▸ Instructions for the task
Please collect every line in the records below that contains the word "logo", matching case exactly, and copy each one out.

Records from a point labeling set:

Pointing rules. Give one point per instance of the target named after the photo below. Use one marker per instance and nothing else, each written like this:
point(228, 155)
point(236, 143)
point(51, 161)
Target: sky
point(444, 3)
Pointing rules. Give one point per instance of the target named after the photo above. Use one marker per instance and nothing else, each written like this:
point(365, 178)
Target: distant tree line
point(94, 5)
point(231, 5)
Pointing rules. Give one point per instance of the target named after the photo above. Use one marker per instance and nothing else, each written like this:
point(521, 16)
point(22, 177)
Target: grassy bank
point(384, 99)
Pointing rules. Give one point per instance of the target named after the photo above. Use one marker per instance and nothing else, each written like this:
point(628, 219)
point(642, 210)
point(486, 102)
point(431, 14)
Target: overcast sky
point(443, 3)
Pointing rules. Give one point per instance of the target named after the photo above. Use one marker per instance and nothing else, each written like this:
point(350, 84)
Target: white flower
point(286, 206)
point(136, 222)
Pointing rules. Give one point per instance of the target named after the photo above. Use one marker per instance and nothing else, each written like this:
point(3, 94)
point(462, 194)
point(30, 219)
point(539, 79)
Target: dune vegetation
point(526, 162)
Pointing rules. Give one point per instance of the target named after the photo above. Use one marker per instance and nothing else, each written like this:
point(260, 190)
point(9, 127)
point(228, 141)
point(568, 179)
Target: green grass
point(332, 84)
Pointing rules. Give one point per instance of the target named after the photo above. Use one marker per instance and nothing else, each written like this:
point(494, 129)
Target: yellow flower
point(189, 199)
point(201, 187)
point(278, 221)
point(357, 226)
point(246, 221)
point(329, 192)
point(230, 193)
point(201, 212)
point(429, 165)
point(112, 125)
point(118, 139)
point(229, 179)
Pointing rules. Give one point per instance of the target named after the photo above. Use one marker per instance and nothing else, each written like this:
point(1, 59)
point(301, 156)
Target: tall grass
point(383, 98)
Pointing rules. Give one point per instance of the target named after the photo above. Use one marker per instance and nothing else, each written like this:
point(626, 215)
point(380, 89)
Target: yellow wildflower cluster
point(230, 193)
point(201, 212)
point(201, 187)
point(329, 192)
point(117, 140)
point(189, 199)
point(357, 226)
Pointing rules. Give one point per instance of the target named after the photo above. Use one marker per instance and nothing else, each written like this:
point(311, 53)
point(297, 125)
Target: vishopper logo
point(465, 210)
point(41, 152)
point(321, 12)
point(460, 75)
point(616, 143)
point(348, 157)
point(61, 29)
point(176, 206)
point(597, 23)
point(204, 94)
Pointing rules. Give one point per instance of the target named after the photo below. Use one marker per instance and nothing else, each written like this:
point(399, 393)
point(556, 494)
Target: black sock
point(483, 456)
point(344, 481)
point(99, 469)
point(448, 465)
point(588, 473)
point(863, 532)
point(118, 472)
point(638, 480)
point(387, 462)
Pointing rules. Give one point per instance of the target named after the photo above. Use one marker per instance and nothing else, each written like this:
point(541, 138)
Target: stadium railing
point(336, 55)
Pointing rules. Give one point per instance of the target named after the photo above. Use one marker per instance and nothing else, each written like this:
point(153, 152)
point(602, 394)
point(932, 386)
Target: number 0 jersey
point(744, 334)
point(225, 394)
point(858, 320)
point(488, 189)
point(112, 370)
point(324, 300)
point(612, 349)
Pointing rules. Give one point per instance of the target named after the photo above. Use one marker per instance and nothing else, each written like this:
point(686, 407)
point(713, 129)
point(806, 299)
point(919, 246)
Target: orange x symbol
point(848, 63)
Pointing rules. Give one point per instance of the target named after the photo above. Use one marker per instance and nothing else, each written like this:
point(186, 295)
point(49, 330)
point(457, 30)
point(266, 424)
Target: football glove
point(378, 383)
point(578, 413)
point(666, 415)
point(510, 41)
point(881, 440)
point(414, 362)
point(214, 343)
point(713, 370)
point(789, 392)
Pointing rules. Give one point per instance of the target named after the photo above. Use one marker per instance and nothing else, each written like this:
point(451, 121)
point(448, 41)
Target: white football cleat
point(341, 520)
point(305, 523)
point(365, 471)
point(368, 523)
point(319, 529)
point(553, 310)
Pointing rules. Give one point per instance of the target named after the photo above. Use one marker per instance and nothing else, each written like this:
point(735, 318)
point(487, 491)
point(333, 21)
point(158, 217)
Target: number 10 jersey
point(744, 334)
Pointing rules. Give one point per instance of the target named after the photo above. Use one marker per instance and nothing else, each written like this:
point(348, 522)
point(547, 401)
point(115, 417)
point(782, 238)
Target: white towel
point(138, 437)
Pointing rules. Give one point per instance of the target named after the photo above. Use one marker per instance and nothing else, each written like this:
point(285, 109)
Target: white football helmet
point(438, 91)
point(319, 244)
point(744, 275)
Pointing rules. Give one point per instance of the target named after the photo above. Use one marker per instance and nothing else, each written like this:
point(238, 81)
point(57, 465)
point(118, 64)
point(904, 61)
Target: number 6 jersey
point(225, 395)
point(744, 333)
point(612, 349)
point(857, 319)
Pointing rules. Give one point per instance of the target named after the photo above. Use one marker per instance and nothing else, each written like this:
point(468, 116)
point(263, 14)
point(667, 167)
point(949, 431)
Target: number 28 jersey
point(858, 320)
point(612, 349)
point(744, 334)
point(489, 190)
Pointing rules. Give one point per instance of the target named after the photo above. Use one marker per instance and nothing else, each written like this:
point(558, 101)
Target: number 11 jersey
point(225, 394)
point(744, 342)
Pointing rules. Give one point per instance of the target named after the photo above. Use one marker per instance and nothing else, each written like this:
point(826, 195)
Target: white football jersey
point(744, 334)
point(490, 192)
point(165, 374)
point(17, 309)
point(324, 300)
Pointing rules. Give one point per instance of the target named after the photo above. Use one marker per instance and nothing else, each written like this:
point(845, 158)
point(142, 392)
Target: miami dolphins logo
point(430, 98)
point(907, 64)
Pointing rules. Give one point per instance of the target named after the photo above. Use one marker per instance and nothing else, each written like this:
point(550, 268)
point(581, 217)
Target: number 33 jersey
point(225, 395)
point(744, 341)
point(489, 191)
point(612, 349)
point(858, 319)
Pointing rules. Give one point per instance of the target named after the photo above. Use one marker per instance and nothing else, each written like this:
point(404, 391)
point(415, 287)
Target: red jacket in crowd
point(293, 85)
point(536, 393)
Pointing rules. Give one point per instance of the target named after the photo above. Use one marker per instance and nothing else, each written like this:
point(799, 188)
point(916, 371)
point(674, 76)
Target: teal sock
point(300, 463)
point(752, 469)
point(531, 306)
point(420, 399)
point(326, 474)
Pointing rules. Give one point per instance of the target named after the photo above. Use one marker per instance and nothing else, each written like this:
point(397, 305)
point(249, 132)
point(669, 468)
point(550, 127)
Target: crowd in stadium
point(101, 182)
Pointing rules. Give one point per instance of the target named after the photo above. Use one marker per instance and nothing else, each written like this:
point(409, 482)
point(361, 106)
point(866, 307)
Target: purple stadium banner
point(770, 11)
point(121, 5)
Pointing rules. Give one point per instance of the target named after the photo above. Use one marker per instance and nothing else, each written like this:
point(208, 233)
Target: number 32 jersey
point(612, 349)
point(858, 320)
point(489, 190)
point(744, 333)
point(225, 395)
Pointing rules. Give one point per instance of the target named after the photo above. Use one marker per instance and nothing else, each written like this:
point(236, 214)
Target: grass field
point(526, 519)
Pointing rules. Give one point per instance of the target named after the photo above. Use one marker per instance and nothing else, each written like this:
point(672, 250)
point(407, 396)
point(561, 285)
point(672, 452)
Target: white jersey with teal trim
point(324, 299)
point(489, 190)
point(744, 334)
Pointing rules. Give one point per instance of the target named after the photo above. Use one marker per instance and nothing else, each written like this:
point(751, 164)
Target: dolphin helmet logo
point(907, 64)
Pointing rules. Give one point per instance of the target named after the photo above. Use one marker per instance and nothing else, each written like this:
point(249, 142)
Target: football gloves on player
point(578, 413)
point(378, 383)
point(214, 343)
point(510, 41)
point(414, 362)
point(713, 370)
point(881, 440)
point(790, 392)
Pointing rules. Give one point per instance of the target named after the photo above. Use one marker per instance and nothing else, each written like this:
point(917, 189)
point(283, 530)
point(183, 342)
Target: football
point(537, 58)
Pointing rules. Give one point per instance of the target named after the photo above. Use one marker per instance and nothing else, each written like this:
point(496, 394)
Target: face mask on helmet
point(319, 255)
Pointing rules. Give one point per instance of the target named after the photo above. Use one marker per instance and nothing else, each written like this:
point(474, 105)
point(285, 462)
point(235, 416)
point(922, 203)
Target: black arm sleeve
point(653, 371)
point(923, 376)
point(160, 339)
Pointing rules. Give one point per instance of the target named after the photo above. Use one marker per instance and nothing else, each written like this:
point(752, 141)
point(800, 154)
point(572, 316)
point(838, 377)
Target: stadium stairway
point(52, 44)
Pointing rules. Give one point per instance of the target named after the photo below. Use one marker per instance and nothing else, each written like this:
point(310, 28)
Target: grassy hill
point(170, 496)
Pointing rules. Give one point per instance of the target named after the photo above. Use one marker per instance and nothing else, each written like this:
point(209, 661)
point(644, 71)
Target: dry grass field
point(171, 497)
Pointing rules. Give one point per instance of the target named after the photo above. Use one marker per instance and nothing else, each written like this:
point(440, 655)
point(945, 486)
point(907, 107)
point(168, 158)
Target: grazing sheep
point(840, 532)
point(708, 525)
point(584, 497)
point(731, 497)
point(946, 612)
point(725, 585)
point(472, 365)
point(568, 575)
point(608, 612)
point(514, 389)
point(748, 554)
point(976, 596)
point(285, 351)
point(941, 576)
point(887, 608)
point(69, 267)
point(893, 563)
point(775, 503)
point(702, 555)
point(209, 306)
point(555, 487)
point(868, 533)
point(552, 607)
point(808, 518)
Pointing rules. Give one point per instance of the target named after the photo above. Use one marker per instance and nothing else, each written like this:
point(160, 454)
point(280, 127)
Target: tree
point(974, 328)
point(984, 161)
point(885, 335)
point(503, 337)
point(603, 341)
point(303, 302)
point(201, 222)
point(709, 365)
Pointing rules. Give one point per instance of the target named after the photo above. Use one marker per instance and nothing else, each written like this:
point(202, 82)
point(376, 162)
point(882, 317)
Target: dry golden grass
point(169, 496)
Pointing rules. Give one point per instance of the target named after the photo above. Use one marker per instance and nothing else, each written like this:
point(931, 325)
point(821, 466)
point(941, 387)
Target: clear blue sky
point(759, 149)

▸ Result of the task
Target: vishopper logo
Target: miami dolphins logo
Target: dolphin helmet logo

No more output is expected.